(Location labeling records)
▶

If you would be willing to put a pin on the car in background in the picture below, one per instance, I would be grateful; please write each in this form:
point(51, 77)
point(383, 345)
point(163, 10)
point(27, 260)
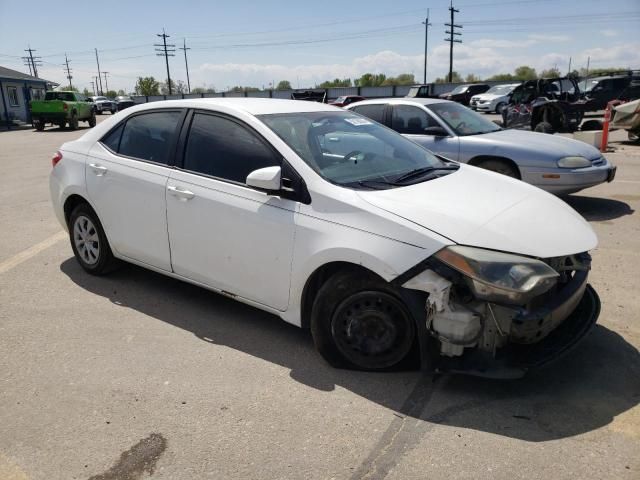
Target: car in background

◀

◆ Set task
Duplicate every line of the listing above word for word, omitting the pictures.

◆ Exercise solution
If you would be willing to put a pin on the car in background in the picture below, one per instance, I would be grateful; please write each in this form:
point(51, 77)
point(383, 345)
point(163, 10)
point(27, 260)
Target: car in background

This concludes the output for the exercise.